> Aim of the task:
Search the data for the word "rough". Reproduce every line where it is found.
** Data section follows **
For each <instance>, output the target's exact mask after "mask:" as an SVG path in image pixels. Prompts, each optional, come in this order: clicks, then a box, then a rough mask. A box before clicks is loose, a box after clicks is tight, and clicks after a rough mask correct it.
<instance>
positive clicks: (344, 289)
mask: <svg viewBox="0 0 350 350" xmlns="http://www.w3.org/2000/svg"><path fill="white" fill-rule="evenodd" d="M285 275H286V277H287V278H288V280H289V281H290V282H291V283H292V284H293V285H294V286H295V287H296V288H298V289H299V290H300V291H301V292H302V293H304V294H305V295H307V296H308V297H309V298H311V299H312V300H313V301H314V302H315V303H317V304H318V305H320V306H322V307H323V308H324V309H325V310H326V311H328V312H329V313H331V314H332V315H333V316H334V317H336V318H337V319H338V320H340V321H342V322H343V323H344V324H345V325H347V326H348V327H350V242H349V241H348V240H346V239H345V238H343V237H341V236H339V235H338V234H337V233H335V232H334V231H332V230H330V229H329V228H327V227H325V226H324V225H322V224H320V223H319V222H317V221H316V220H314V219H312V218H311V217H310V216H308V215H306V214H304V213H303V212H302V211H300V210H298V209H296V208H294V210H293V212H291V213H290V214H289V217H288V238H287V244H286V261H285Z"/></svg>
** End of Data section **
** Data section follows **
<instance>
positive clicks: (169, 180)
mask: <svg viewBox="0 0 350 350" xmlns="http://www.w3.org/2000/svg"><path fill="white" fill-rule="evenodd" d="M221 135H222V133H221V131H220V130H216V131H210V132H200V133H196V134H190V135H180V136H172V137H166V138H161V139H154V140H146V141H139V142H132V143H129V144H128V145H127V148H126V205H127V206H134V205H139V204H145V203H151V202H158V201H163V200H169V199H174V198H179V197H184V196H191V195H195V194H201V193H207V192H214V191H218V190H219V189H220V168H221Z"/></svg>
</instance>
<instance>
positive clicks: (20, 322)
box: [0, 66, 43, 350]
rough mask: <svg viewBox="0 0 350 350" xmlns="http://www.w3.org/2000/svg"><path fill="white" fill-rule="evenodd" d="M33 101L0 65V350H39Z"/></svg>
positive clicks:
** End of Data section **
> Answer for the task:
For each <instance>, output the target's exact mask after "mask:" as an SVG path in image pixels. Prompts, each optional, come in this order: clicks, then a box, then a rough mask. A box before clicks is loose, a box after clicks is tight, and clicks after a rough mask correct it.
rough mask: <svg viewBox="0 0 350 350" xmlns="http://www.w3.org/2000/svg"><path fill="white" fill-rule="evenodd" d="M33 101L0 65V350H39Z"/></svg>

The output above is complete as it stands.